= Consignes de travail =
• 1. Recopiez fidèlement le passage du texte sur l'évaluation d'un processus de fabrication qui va de « De manière simplifiée, et » à « cycles de fabrication. ».
• 2. Rédigez la suite du texte sur l'évaluation d'un processus de fabrication, en reprenant juste après sa dernière phrase.

= Texte de la page =

•••

Dans le monde de l’entreprise, on se remet constamment en question, essentiellement dans un but économique. La perfection n’est que très rarement atteinte, un processus peut, dans 99 % des cas, être amélioré.
Bien que notre processus de fabrication ait été qualifié, il n’est pas parfait et l’on peut très souvent trouver des axes d’amélioration. Mais avant de le perfectionner, il faut pouvoir l’évaluer et identifier les leviers d’amélioration.
Mesurez le temps
Pour évaluer un processus, nous pouvons commencer par mesurer le temps de cycle de production. Une première méthode est le chronométrage.
Le mode opératoire doit être sous contrôle et chaque opérateur doit utiliser les mêmes méthodes. Il s’agit de mesurer le temps de chaque séquence, une séquence pouvant être définie par un top de début et un top de fin donnant le relai à une autre séquence.
Si l’on prend les résultats du chronométrage de notre processus :
| Nombre opérateurs | Temps de cycle théorique (secondes) | Changements de fabrication (min) | Taux de rendement (%) | Temps de cycle réel par PF (secondes) |
Tirage | 3 | 7,2 | 10 | 40 | 18 |
Collage manuel | 6 | 12 | 15 | 90 | 13,3 |
Découpe/ poinçonnage | 2 | 9,6 | 180 | 50 | 19,2 |
Décorticage | 2 | 4,5 | 0 | 25 | 18 |
Pliage | 2 | 9,2 | 60 | 60 | 15,4 |
Encollage/ repliage | 4 | 9 | 10 | 80 | 11,25 |
Mise en boîte conditionnement | 8 | 12 | 10 | 80 | 15 |
Dans notre cas, nous avons :
un temps de cycle théorique de 63,5 secondes ;
et un temps de cycle réel de 110,15 secondes, soit un écart de 47 secondes donc 73 % de plus.
De manière simplifiée, et sans rentrer dans le détail des opérations, nous avons déjà un écart important entre le temps de cycle théorique et le temps de cycle réel !
Dans une situation où les tâches sont répétitives, il est possible d’utiliser le simogramme pour évaluer le processus. C’est en effet un outil qui permet de représenter graphiquement l’organisation temporelle des différentes tâches ou différents cycles de fabrication.
On distingue 3 types de tâches :
Temps manuel (Tm) : pour une tâche effectuée par un opérateur simple, on indique le code de la tâche et la durée, la longueur de la barre est proportionnelle à la durée.
Temps technologique (Tt) : pour une tâche effectuée par une machine seule (exemple : impression dans notre cas, mais cela peut être un four).
Temps technico-manuel (Ttm) : pour une tâche effectuée par un opérateur sur machine (exemple : une action de soudage, de meulage).
Temps manuel fréquent (Tmf) : par exemple des contrôles périodiques qui vont être représentés hachurés, en indiquant la fréquence.

•••

= Données fournies =
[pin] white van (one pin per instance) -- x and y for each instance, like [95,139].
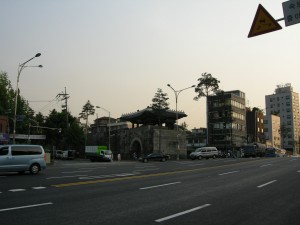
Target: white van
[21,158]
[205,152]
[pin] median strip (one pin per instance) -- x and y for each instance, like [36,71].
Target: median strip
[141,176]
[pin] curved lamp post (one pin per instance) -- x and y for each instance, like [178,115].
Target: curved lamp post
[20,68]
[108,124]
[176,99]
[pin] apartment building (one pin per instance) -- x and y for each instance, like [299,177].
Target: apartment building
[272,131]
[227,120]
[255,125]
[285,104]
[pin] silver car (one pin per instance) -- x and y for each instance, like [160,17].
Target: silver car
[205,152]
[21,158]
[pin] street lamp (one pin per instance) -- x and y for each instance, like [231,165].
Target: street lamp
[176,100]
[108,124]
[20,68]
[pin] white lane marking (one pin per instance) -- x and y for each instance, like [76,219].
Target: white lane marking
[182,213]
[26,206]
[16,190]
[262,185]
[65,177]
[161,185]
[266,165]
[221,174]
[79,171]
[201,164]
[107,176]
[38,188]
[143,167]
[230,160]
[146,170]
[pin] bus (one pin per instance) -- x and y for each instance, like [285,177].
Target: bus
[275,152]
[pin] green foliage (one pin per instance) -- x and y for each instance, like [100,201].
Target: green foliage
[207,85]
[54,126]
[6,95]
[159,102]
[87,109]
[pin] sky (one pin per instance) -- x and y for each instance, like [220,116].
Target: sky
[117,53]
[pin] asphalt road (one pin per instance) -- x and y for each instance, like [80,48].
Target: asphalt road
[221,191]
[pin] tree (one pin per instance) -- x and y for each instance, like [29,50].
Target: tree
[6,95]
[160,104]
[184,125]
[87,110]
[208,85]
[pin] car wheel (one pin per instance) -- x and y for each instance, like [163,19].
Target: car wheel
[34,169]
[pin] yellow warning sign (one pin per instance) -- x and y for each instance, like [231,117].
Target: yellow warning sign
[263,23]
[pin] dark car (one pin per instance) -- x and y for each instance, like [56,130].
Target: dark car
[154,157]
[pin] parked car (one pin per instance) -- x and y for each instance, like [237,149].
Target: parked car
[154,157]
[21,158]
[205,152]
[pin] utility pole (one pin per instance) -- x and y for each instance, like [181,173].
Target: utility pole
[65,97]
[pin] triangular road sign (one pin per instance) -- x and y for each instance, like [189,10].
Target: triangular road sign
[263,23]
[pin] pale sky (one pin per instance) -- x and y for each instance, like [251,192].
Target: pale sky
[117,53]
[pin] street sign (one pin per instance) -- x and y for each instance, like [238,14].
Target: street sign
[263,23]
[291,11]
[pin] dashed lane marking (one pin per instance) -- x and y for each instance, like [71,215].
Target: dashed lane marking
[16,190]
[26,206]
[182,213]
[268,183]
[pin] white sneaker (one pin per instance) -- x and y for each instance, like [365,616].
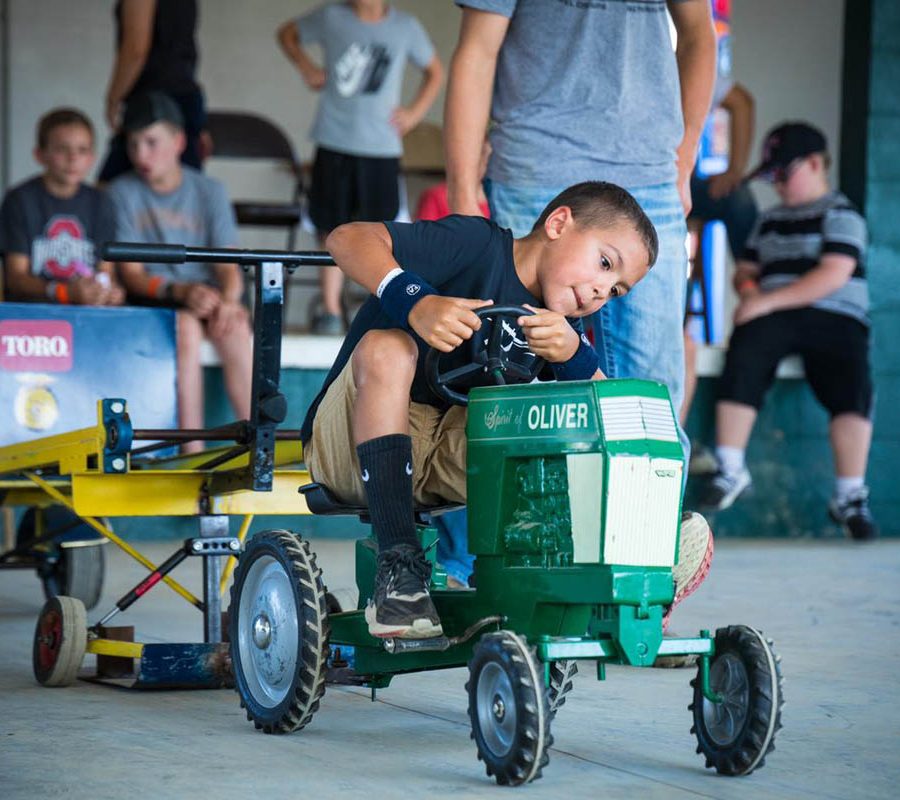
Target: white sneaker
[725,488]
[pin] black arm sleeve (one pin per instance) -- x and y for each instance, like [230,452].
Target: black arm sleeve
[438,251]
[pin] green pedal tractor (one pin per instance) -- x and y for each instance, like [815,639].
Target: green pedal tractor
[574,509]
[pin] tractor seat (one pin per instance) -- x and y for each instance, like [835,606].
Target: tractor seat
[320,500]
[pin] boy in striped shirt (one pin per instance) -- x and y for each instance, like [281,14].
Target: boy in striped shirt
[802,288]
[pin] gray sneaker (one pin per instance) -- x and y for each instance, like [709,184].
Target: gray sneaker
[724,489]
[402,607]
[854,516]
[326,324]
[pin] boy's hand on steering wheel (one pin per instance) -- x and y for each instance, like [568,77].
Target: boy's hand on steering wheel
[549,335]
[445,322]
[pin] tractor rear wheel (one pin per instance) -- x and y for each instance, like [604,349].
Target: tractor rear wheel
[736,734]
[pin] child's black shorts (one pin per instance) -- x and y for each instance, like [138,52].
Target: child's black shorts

•••

= Résultats attendus =
• 1.
De manière simplifiée, et sans rentrer dans le détail des opérations, nous avons déjà un écart important entre le temps de cycle théorique et le temps de cycle réel !
Dans une situation où les tâches sont répétitives, il est possible d’utiliser le simogramme pour évaluer le processus. C’est en effet un outil qui permet de représenter graphiquement l’organisation temporelle des différentes tâches ou différents cycles de fabrication.

• 2.
Prenons l’exemple d’un potier :
Tâche | Type | Libellé | Durée (cmin) |
---|---|---|---|
I | Tm | Préparation de l’argile | 28 |
II | Tm | Tournage de la pièce | 136 |
III | Tm | Ébavurage de la pièce | 32 |
IV | Tm | Mise au four | 12 |
V | Tt | Cuisson | 720 |
VI | Tm | Sortie du four | 24 |
VII | Tmf | Approvisionnement en argile (toutes les 6 pièces) | 52 |
En représentation graphique, cela donne :
C’est l’étape V (qui correspond à la cuisson) qui est la plus longue. Bien heureusement, le potier n’attend pas devant son four pendant tout le temps de la cuisson.
On peut donc focaliser sur les améliorations à cette étape.
Un troisième mode d’évaluation des processus est l’utilisation de la méthode dite "d’observations instantanées". Cette méthode va nous permettre de mesurer un évènement : par exemple les pannes d’une machine. C’est une méthode qui demande de la préparation. Il faut :
Bien établir le sujet de l’étude : le phénomène observé (quoi), les acteurs impliqués (qui), le périmètre (où), le nombre d’observations (combien), la manière de réaliser les observations (comment).
Bien définir les états de ce qui sera observé : « en panne/en fonctionnement », c’est une étape importante.
Préparer l’outil de relevé des observations (feuille de bâtonnage, smartphone…). Les horaires d’observation seront prédéfinis, de manière aléatoire, sur l’ensemble des plages où le phénomène est susceptible de se produire. Les horaires ne doivent pas être répétitifs d’un jour sur l’autre (pour limiter tout biais). Il est possible de construire un circuit afin de réaliser plusieurs observations sur le parcours.
Réaliser les tournées aux heures prévues, en effectuant une observation ponctuelle à chaque fois.
Dépouiller les résultats.
Cette méthode statistique peut montrer des phénomènes de panne fréquents.
Lorsque nous chronométrons notre processus, nous nous apercevons que les séquences n’ont pas la même cadence. Intéressons-nous à cette notion : voyons quel outil nous permettrait de nous mettre à la cadence idéale.
Takt time et équilibrage des postes
Remontons notre process et reprenons nos engagements vis-à-vis du client :
Notre client attend un camion de 1 836 produits par jour (34 palettes de 54 produits).
Nos horaires d’ouverture : 8 heures-16 heures = 25200/7 heures de travail effectives par jour soit 7*3600= 25200 secondes.
Nous devons produire : 1836 PF toutes les 25200 secondes, soit 25200/1836=13,73 soit un PF toutes les 13,7 secondes.
C’est ce que l’on appelle le takt time, c’est-à-dire la cadence à laquelle notre client a besoin de son produit. Si toutes les phases de notre processus sont calées sur ce rythme, nous sommes sûrs de pouvoir livrer notre client et de satisfaire ses exigences.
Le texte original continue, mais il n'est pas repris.